Image entries on named regions =
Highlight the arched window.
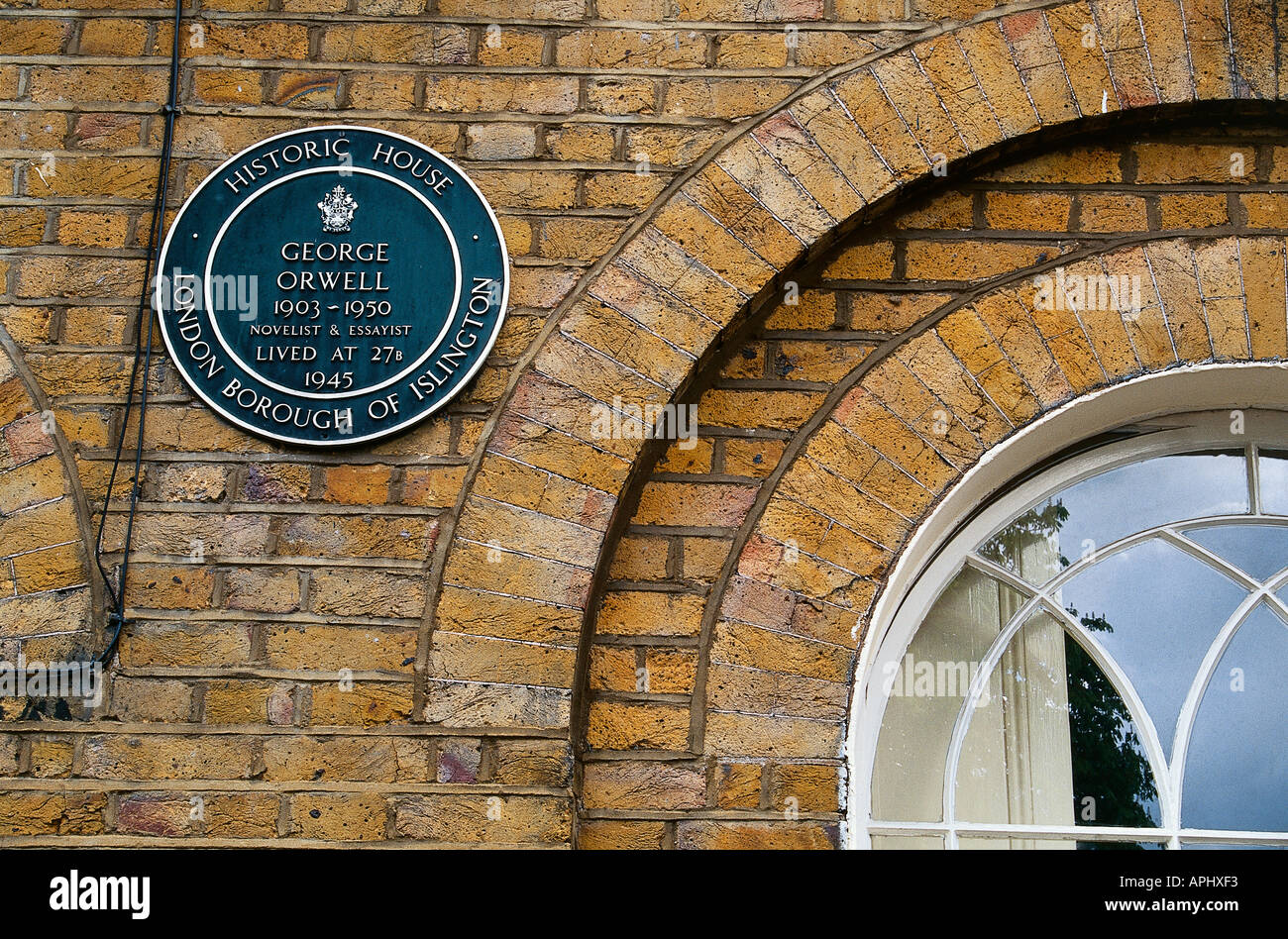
[854,411,1288,848]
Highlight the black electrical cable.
[94,0,183,665]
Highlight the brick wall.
[580,126,1288,848]
[0,0,1282,846]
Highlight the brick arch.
[697,230,1288,845]
[0,326,102,690]
[430,0,1280,730]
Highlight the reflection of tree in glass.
[979,498,1069,572]
[1064,606,1158,849]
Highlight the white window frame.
[846,364,1288,848]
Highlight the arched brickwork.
[437,0,1280,729]
[580,235,1288,848]
[0,326,98,700]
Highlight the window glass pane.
[872,567,1025,822]
[872,835,944,852]
[957,613,1160,829]
[956,612,1074,824]
[1181,605,1288,831]
[1257,451,1288,515]
[957,836,1077,852]
[1064,635,1162,829]
[1060,539,1245,752]
[1185,524,1288,580]
[979,452,1248,583]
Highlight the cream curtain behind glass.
[872,522,1074,848]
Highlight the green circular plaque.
[154,125,510,447]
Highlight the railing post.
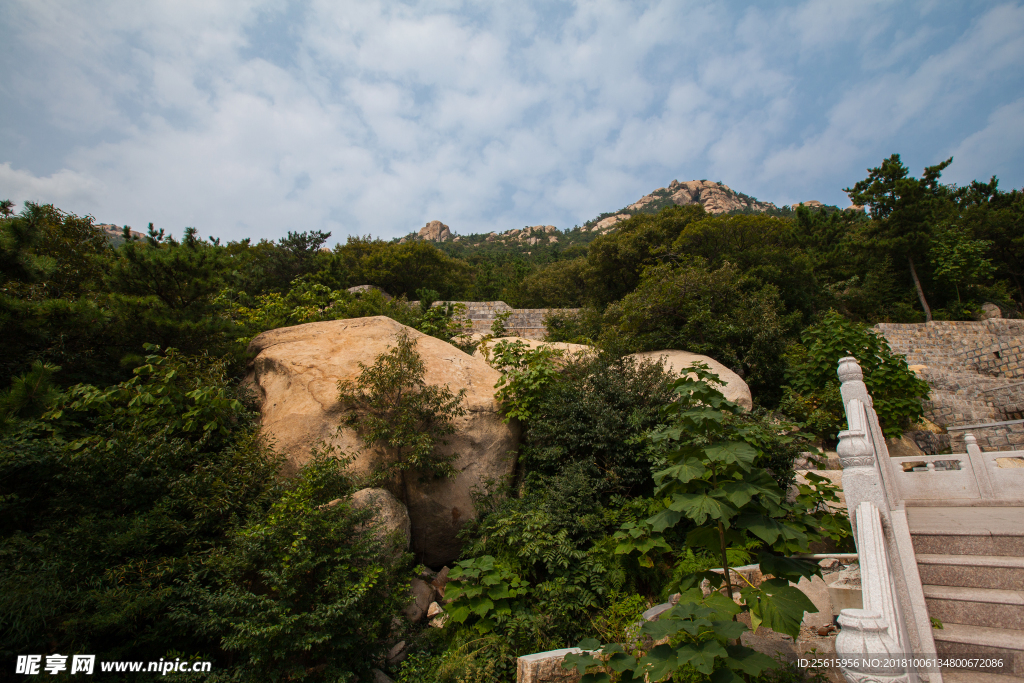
[964,433,994,500]
[836,499,916,683]
[836,355,902,511]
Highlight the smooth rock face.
[401,578,434,623]
[249,316,519,565]
[630,349,754,411]
[791,577,833,629]
[419,220,452,242]
[352,488,413,550]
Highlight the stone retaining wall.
[452,301,579,340]
[874,318,1024,453]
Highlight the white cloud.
[943,97,1024,189]
[0,0,1024,239]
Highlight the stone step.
[916,554,1024,591]
[932,623,1024,681]
[906,506,1024,557]
[923,585,1024,631]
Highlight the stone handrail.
[836,501,912,683]
[836,356,942,683]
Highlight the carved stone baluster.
[836,501,916,683]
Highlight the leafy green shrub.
[0,350,280,659]
[444,555,528,633]
[601,258,799,405]
[0,347,406,681]
[593,364,847,683]
[171,451,410,681]
[519,355,673,502]
[487,339,562,423]
[782,310,929,440]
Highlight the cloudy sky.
[0,0,1024,242]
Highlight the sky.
[0,0,1024,244]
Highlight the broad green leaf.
[718,481,762,508]
[725,645,778,676]
[562,641,601,674]
[672,494,736,524]
[487,583,514,600]
[469,597,495,616]
[705,441,758,470]
[605,650,637,674]
[449,604,471,624]
[640,618,689,640]
[637,645,678,681]
[654,458,708,485]
[676,640,726,674]
[703,587,742,616]
[711,620,746,640]
[647,509,683,532]
[686,526,721,554]
[732,512,785,545]
[710,659,745,683]
[751,579,818,638]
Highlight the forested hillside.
[0,156,1024,683]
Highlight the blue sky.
[0,0,1024,242]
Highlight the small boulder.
[630,349,754,411]
[401,578,434,624]
[387,640,409,667]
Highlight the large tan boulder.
[630,349,754,411]
[352,488,413,550]
[249,316,519,566]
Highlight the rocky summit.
[587,180,777,231]
[417,220,452,242]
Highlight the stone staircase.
[907,506,1024,683]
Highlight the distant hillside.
[95,223,145,247]
[399,180,836,257]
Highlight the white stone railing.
[891,434,1024,502]
[836,357,944,683]
[836,501,913,683]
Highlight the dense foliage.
[0,155,1024,683]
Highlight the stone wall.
[874,318,1024,453]
[452,301,579,340]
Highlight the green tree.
[563,365,848,683]
[585,204,705,307]
[102,235,237,355]
[843,154,953,322]
[781,310,929,441]
[672,215,827,318]
[601,258,786,403]
[338,331,466,504]
[930,223,995,302]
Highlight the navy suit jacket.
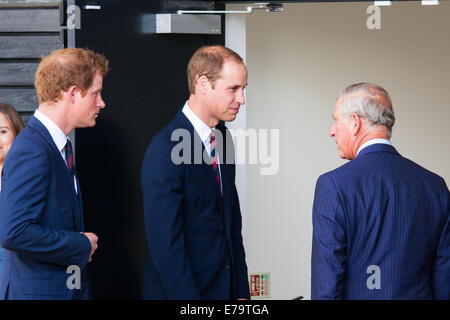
[0,116,91,300]
[141,109,249,299]
[311,144,450,299]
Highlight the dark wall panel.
[76,0,224,299]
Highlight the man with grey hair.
[311,83,450,299]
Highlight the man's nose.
[236,90,245,104]
[97,96,106,108]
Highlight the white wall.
[227,1,450,299]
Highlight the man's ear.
[196,76,211,94]
[351,113,363,136]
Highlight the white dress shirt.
[356,139,392,155]
[34,109,78,193]
[182,101,223,190]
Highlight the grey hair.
[339,82,395,137]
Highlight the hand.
[81,232,98,262]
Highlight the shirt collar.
[34,109,69,151]
[356,139,392,155]
[182,101,214,145]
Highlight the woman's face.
[0,112,15,164]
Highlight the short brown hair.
[34,48,108,103]
[0,102,25,138]
[187,45,244,94]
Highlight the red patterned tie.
[210,130,222,195]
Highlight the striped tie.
[210,131,222,194]
[64,139,75,188]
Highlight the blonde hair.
[187,45,244,94]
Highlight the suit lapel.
[28,116,82,230]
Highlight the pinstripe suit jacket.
[311,144,450,299]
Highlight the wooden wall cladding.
[0,0,64,120]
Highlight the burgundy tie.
[210,131,222,195]
[64,139,75,188]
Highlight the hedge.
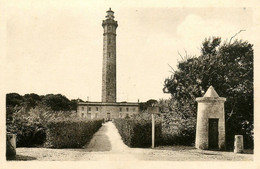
[114,119,161,148]
[160,113,196,146]
[44,120,102,148]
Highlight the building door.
[107,113,110,121]
[209,119,218,149]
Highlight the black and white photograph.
[0,0,260,169]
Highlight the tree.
[163,37,253,147]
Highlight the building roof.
[78,102,139,106]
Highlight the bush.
[159,100,196,146]
[45,120,102,148]
[161,113,196,146]
[114,114,161,147]
[7,108,46,147]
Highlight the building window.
[87,113,91,119]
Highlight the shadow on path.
[84,121,112,152]
[6,155,37,161]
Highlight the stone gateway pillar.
[195,86,226,150]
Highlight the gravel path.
[13,122,253,161]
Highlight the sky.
[3,0,256,102]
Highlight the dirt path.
[13,122,253,161]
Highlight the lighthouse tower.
[102,8,118,103]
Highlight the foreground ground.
[11,122,253,161]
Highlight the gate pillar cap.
[196,86,226,102]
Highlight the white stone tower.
[195,86,226,149]
[102,8,118,102]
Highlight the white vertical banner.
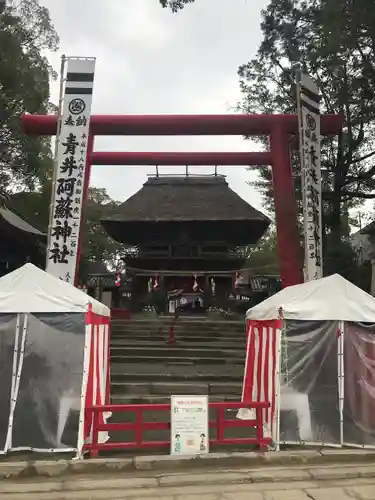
[46,58,95,284]
[297,74,323,281]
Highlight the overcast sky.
[44,0,268,213]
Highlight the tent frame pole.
[75,323,93,459]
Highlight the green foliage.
[239,0,375,244]
[0,0,59,192]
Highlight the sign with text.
[171,396,209,455]
[298,74,323,281]
[46,59,95,284]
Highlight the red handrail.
[84,401,272,457]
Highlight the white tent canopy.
[246,274,375,323]
[0,264,110,316]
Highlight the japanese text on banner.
[300,73,323,280]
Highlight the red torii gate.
[22,114,342,287]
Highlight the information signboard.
[171,396,209,455]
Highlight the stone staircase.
[111,318,245,404]
[111,317,249,450]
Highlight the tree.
[0,0,59,192]
[239,0,375,250]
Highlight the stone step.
[111,393,241,406]
[111,344,245,359]
[111,320,245,332]
[111,353,245,366]
[111,335,246,349]
[111,380,242,396]
[111,337,245,350]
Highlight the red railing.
[84,402,272,457]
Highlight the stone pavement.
[0,463,375,500]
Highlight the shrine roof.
[0,207,46,237]
[103,176,270,224]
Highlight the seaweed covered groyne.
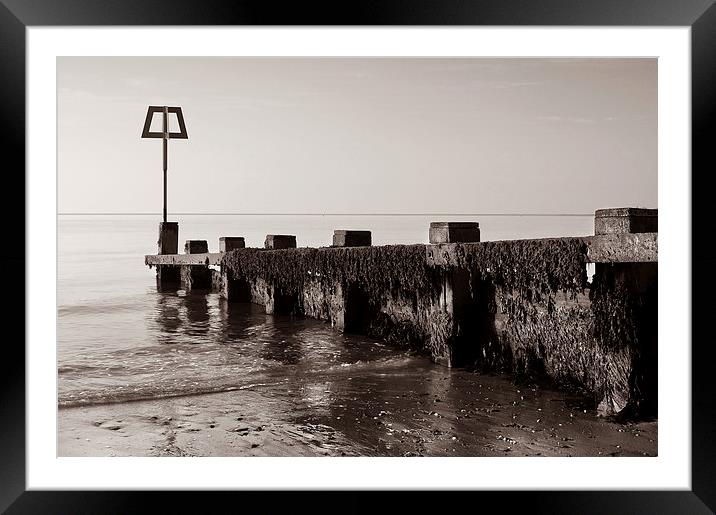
[145,208,658,415]
[221,236,657,420]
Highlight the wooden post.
[181,240,211,291]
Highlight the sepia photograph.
[56,56,666,458]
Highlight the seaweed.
[222,245,441,303]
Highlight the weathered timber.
[584,232,659,263]
[157,222,181,291]
[425,233,658,266]
[157,222,179,254]
[333,229,372,247]
[181,240,212,292]
[144,252,223,266]
[222,233,658,420]
[184,240,209,254]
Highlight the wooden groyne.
[145,208,658,415]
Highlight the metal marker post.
[142,106,189,223]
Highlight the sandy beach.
[58,373,657,456]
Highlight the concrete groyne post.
[428,222,480,367]
[157,222,181,290]
[593,207,658,415]
[264,234,296,250]
[329,229,372,333]
[219,236,246,252]
[181,240,212,291]
[219,236,251,302]
[264,234,297,315]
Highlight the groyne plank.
[585,232,658,263]
[144,252,224,266]
[425,232,658,266]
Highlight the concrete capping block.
[184,240,209,254]
[429,222,480,244]
[264,234,296,250]
[333,229,371,247]
[157,222,179,255]
[594,207,658,235]
[219,236,246,252]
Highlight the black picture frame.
[0,0,716,513]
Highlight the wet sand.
[58,365,658,456]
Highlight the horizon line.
[57,212,594,216]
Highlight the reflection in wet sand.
[60,291,657,456]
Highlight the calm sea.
[57,215,593,407]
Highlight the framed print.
[0,0,716,513]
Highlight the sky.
[57,57,658,214]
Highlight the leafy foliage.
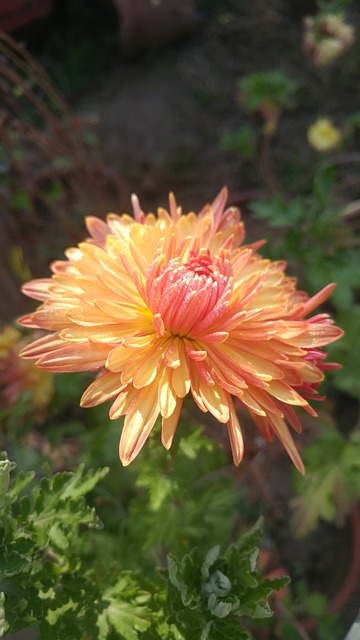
[168,520,288,640]
[239,69,298,113]
[291,430,360,535]
[0,440,287,640]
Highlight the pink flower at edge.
[19,189,342,472]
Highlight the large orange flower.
[20,189,342,471]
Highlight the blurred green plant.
[290,428,360,536]
[0,450,288,640]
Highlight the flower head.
[20,189,342,471]
[303,13,355,67]
[307,118,341,152]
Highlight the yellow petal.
[161,398,183,449]
[227,403,244,466]
[119,384,159,466]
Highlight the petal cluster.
[20,189,342,471]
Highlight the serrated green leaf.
[0,545,30,577]
[96,581,151,640]
[46,600,78,626]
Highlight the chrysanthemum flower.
[20,189,342,471]
[307,118,341,152]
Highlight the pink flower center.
[146,249,232,336]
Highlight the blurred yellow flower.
[307,118,341,151]
[303,13,355,67]
[20,189,342,472]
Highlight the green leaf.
[96,576,151,640]
[0,460,11,501]
[0,591,8,638]
[0,545,30,577]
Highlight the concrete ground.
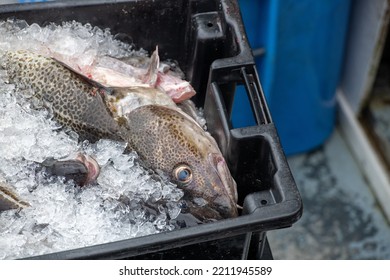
[267,130,390,259]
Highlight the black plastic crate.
[0,0,302,259]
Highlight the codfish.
[2,51,238,221]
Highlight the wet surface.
[267,130,390,259]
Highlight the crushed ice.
[0,21,191,259]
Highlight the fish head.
[171,152,237,220]
[127,105,238,221]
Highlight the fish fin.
[143,46,160,87]
[52,57,112,95]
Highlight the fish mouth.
[76,153,100,185]
[208,153,238,218]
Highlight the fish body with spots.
[1,51,238,221]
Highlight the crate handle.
[241,67,272,125]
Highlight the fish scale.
[5,50,124,142]
[3,51,238,221]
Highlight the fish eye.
[173,164,192,185]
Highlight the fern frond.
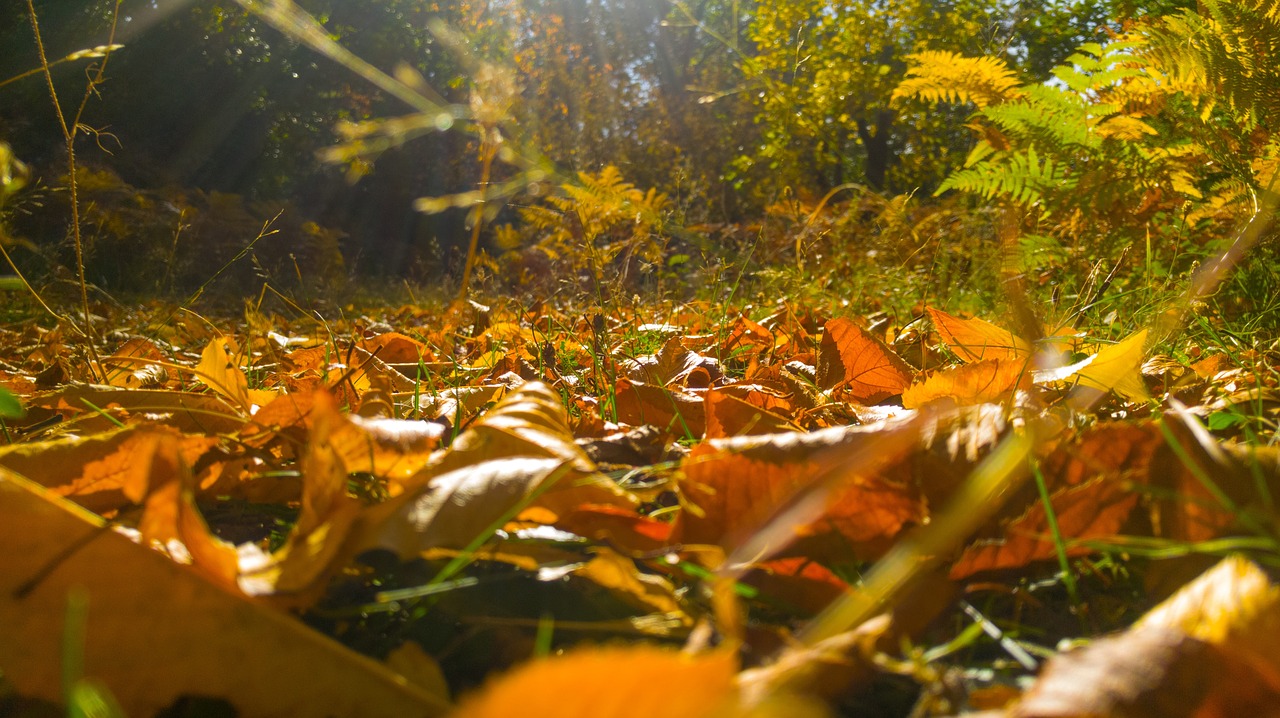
[892,51,1021,110]
[934,145,1076,207]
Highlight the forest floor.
[0,275,1280,717]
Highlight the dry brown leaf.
[613,379,707,439]
[0,468,449,718]
[102,337,168,389]
[1009,627,1280,718]
[31,385,244,434]
[675,427,925,558]
[1134,555,1280,670]
[122,431,238,587]
[818,319,915,404]
[924,307,1032,362]
[902,358,1032,408]
[737,616,892,704]
[453,646,737,718]
[622,337,722,387]
[703,387,800,439]
[357,331,430,363]
[951,477,1138,580]
[241,383,635,605]
[0,426,219,515]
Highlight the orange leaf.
[902,358,1032,408]
[818,319,914,404]
[704,388,800,439]
[358,331,429,363]
[614,379,707,439]
[951,477,1138,580]
[1134,555,1280,674]
[1007,627,1280,718]
[453,646,737,718]
[676,429,925,558]
[0,426,219,515]
[0,468,449,718]
[924,307,1032,362]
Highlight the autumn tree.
[739,0,1121,198]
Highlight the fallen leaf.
[0,468,449,718]
[1007,627,1280,718]
[737,616,892,704]
[951,477,1138,580]
[0,426,219,516]
[196,337,251,415]
[818,319,915,404]
[1134,555,1280,676]
[924,307,1032,362]
[1078,329,1151,402]
[703,389,800,439]
[675,426,925,558]
[613,379,707,439]
[453,646,737,718]
[902,358,1032,408]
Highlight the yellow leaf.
[196,337,250,412]
[1078,329,1151,402]
[1134,555,1280,672]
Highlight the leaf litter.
[0,294,1280,715]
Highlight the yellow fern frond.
[893,51,1021,110]
[1096,115,1160,141]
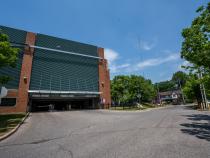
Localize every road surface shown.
[0,105,210,158]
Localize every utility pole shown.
[157,83,161,105]
[198,68,208,109]
[178,80,185,104]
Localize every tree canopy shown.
[111,75,156,103]
[0,33,19,84]
[181,2,210,70]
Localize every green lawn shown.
[110,103,156,111]
[0,114,25,136]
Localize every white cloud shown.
[178,60,192,71]
[110,64,130,73]
[139,38,157,51]
[137,54,179,69]
[104,48,119,64]
[104,48,130,73]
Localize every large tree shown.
[0,32,19,84]
[171,71,188,86]
[181,2,210,70]
[111,75,156,103]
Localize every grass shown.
[110,103,156,111]
[0,114,25,136]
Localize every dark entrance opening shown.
[30,98,98,112]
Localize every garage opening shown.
[30,98,98,112]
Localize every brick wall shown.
[98,48,111,108]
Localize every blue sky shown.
[0,0,208,82]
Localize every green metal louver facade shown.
[30,34,99,92]
[0,26,26,89]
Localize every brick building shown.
[0,26,111,113]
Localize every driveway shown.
[0,105,210,158]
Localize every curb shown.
[108,105,172,113]
[0,112,30,141]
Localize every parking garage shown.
[0,26,111,112]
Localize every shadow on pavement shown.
[180,114,210,141]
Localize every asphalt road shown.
[0,106,210,158]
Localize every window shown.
[0,98,16,106]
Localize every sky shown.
[0,0,208,82]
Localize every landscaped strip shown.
[0,113,28,140]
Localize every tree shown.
[183,74,202,107]
[111,75,156,103]
[181,2,210,70]
[171,71,188,87]
[0,33,19,84]
[155,80,176,92]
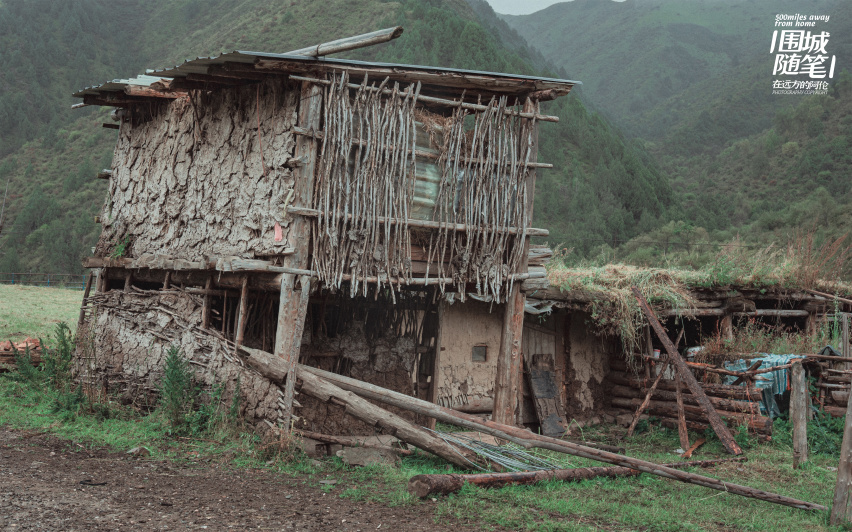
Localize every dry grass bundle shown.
[548,261,695,359]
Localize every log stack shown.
[0,338,41,368]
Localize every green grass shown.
[0,285,83,342]
[0,362,838,531]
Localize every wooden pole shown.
[234,275,248,346]
[299,364,824,510]
[275,82,322,430]
[675,377,689,452]
[408,456,748,499]
[829,360,852,525]
[282,275,311,423]
[492,98,538,425]
[299,372,484,469]
[633,286,743,455]
[626,361,669,438]
[285,26,403,57]
[201,277,213,329]
[77,271,94,331]
[790,361,808,469]
[840,312,852,369]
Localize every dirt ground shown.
[0,427,502,532]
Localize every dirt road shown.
[0,427,502,532]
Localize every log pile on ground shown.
[0,338,41,368]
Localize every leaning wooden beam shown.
[408,456,748,499]
[275,79,322,430]
[282,275,311,421]
[299,372,484,469]
[285,26,403,57]
[633,286,743,455]
[290,74,559,122]
[292,127,553,168]
[235,275,248,346]
[201,277,213,329]
[626,361,669,438]
[299,364,824,510]
[829,358,852,525]
[287,207,550,236]
[293,429,414,456]
[77,272,94,331]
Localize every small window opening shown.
[471,345,488,362]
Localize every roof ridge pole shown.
[284,26,403,57]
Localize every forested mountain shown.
[0,0,677,272]
[500,0,852,264]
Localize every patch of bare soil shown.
[0,427,502,532]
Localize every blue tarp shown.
[725,353,802,419]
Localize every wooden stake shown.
[282,275,311,423]
[675,377,689,451]
[234,275,248,346]
[633,286,743,455]
[626,361,669,438]
[829,358,852,525]
[790,361,808,469]
[77,271,94,331]
[201,277,213,329]
[492,98,538,425]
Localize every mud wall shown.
[80,290,283,428]
[96,79,299,261]
[563,311,617,420]
[82,290,425,435]
[435,300,503,407]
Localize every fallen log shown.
[299,364,826,510]
[609,385,761,416]
[633,286,743,455]
[298,370,487,469]
[293,429,414,456]
[612,397,772,434]
[607,372,762,401]
[408,456,748,499]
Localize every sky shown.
[486,0,619,15]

Task to complete =
Tally the lines in the records that contain the string "pole", and give only that number. Case counts.

Final answer =
4